ACTION ITEM ->
Going through the data below, copy out each line where the word "stadium" shows up.

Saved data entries
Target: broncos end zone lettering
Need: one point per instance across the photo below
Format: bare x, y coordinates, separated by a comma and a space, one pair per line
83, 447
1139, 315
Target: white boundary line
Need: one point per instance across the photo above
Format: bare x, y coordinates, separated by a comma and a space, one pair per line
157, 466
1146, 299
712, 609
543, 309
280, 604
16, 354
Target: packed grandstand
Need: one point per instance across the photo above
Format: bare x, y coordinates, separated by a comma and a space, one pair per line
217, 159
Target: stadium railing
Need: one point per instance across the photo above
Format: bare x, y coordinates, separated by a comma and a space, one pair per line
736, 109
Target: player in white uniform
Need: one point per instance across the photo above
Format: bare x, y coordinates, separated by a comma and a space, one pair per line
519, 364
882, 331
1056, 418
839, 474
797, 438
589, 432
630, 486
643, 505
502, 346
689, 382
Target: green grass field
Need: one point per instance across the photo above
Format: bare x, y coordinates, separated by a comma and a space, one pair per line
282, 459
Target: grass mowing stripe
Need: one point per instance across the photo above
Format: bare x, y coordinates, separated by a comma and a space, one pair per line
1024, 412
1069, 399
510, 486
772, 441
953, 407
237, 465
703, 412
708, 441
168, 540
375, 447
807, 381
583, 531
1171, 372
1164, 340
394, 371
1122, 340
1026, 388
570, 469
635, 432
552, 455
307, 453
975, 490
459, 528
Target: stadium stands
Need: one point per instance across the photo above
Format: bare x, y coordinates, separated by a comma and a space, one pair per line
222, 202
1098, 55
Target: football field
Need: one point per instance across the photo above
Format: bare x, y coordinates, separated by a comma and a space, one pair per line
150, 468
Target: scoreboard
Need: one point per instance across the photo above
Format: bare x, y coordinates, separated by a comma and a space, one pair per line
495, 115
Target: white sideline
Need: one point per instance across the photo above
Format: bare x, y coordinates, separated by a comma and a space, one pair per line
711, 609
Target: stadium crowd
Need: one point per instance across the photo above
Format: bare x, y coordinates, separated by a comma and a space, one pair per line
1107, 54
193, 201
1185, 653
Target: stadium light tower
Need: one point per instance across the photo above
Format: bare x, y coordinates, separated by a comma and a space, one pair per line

ANSWER TO THIS EXERCISE ->
Target: stadium railing
Target: stadium stands
Target: stadium crowd
Target: stadium light tower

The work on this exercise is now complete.